Catch and I discussed Term.module this week and we came to the conclusion there is not much reason to create a separate module next to Taxonomy.module as it may cause confusion for end users ("Do I need _another_ module to be able to categorise my content?!") and with the registry adding it to Taxonomy.module doesn't really cause overhead.

Anonymous’s picture

yched has realized some of the problems we will face as we migrate from nodeapi-terms to fieldapi-terms. I suggest everyone read it. Importantly he reminds that there has already been some discussion about this topic. It's probably better to continue this discussion here, because this issue will remain open until the various tasks for this project are completed.

Generally, I think the semantic changes are vital. We'll be able to name the predicate explicitly, while in the past, the node (subject) -> term (object) relationship was either ambiguous or deduced.

I see this problem having two faces:

  • Upgrading Drupal 6 sites to Drupal 7 will require us to translate the ambiguity into an arrangement of fields and instances that can either be elaborated by the site maintainers or left ambiguous. We'll want sites that upgrade to D7 to express term-node relationships in an identical or almost identical way as D6.
  • The "create a vocabulary" workflow(s) need to be assessed (and tested?) so that we're not leaving users out at sea with vague or presumptuous semantics. (scor has proposed that terms are "dc:subject" for nodes in his presentations on RDFa, and this sounds like a sensible default to start from.)

This leads into the next problems of what happens to at taxonomy/term/[tid] paths. If all else fails, do we implement hook_field_storage_write so we can continue to maintain a term_node table for these paths? (Yipes!) If users and terms can be classified with taxonomy terms, does that mean they too should appear in these lists? Open questions for discussion.

Answers to these questions are probably dependent on other changes in D7, so rather than answer them all now, I'm keeping an open mind as I learn more about what's going on in D7. As always, I appreciate feedback, suggestions, help, etc.

yched’s picture

"object - term relations can now have different predicates" is a nice way to describe the semantics change of "taxo as field". Let's be clear that those are 'mental' predicates, though, only known by humans (site admins and users). RDF can then be used to apply actual "machine" predicates.

IMO the upgrade path require we create one default field for each vocab, and one instance per node type using the vocab. Those fields will receive the D6 node-term relations. Site admins can then add other taxo fields for a given vocab using Field UI (a bit like what you can do with Content Taxonomy in D6), but the default fields should be good enough for most sites.

══════════════════════════════

#### EXERCISE TASKS
1) Do these statements agree with the Drupal taxonomy thread? Answer yes or no for each, quoting the words from the thread that decide it.
(a) Catch and the writer decided that a separate Term.module should be created alongside Taxonomy.module.
(b) scor proposed that terms serve as "dc:subject" for nodes.
(c) yched holds that the upgrade path requires one default field for each vocabulary.
2) In the Drupal taxonomy thread, what does yched say can be used to apply actual "machine" predicates?
3) Resume the Drupal taxonomy thread, picking up right after its final sentence.

#### SUPPLIED MATERIAL

══════════════════════════════

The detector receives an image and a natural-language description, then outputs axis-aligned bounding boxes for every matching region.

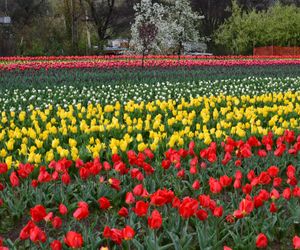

══════════════════════════════

#### THE ANSWERS
1)
(a) No: "there is not much reason to create a separate module next to Taxonomy.module"
(b) Yes: "scor has proposed that terms are "dc:subject" for nodes in his presentations on RDFa"
(c) Yes: "the upgrade path require we create one default field for each vocab"

2) RDF.

3)
Theoretically we *can* bypass the regular field storage (one table per field) and have all data for object-term relations in a single, separate table (see hook_field_storage_pre_*() hooks). This term_object table must then have columns for obj_type, bundle, field_id, delta
Not sure exactly of all pros and cons, so I'm not saying this is what we actually want to do, but this is the only way to keep a "list all [obj_type] objects having term [tid] in any taxo field" page (taxonomy/term/[tid]/[obj_type]). Other than that, the best we can do is "list all [obj_type] objects having term [tid] in field [field_name]" (taxonomy/term/[tid]/[obj_type]/[field_name]) - which might be what we want indeed.

Note that the historical taxonomy/term/[tid] path is dead anyway (or it defaults to 'nodes'). There's no way to grab an ordered, paginated list of mixed object types (nodes + users + contrib entity type...)

catch’s picture

I reckon we have a few options here. {term_objects} with a type column in addition to field storage to allow some semblance of what we could do in D6. That seems to me like it should probably be an additional table rather than completely replacing field storage, not sure. {term_node} isn't exactly efficient as it is, but as long as we don't make things significantly worse that'd help. We could also consider generating term_$entity tables dynamically. Something like this seems necessary though.

For taxonomy/term/% itself - I think there's a few things we can look at:

Remove the 1+2,3,4,5,6/8 behaviour from core - Views handles that effectively in contrib now as of Views 2, and we have too much special casing in taxonomy_term_page() to try to handle it without having views in core to make it more abstracted. I may open a separate issue for this anyway. So taxonomy/term/% becomes taxonomy/term/%taxonomy_term with a proper menu loader.

For the listings themselves, we could probably go for taxonomy/term/%/content taxonomy/term/%/users taxonomy/term/%/terms etc. etc. - if you only have a vocabulary assigned to content, you get the same as D6 behaviour. Doesn't seem overly hard to implement if we have the dual storage there in the first place. I don't think a mixed page of entities is desirable anyway - at least we shouldn't worry about that.

Then just like now you can override those pages with whatever you want, but the default behaviour core provides actually makes a lot of sense for most cases - doesn't mean that we can't show terms grouped by field etc. on node rendering itself and link to different views in the formatters (maybe replacing hook_term_path())?

Anonymous’s picture

don't forget depth!

catch’s picture

bangpound - yeah I think we could consider dropping depth from core as well - just install views if you need it.

scor’s picture

For taxonomy/term/% itself - I think there's a few things we can look at:

yes, we should really keep a URI for each term, the RDF patches use it. It took many years to get an instance path for each comment (#26966: Fix comment links when paging is used.), let's not lose it for terms now!!!

catch’s picture

Posted #503456: Remove multiple tid and depth handling for core taxonomy paths which simplifies all the code around the default term page.

yched’s picture

@scor:
I might very well be missing it, but I don't see how this compares to comments permalinks.

The moment we enable terms on non-nodes, there cannot be a single 'URI' for a term, listing all objects tagged with that term. You cannot build a SQL query that lists heterogeneous objects sorted by "{node}.timestamp or {user}.timestamp or {foo}.bar". It has to be several pages filtering by object type.

To avoid link rot, taxonomy/term/%term would need to default to nodes, but can this path be considered "the" term's URI ? What's the meaning of attaching this URI to the RDF info added to the term when it's applied to a user ?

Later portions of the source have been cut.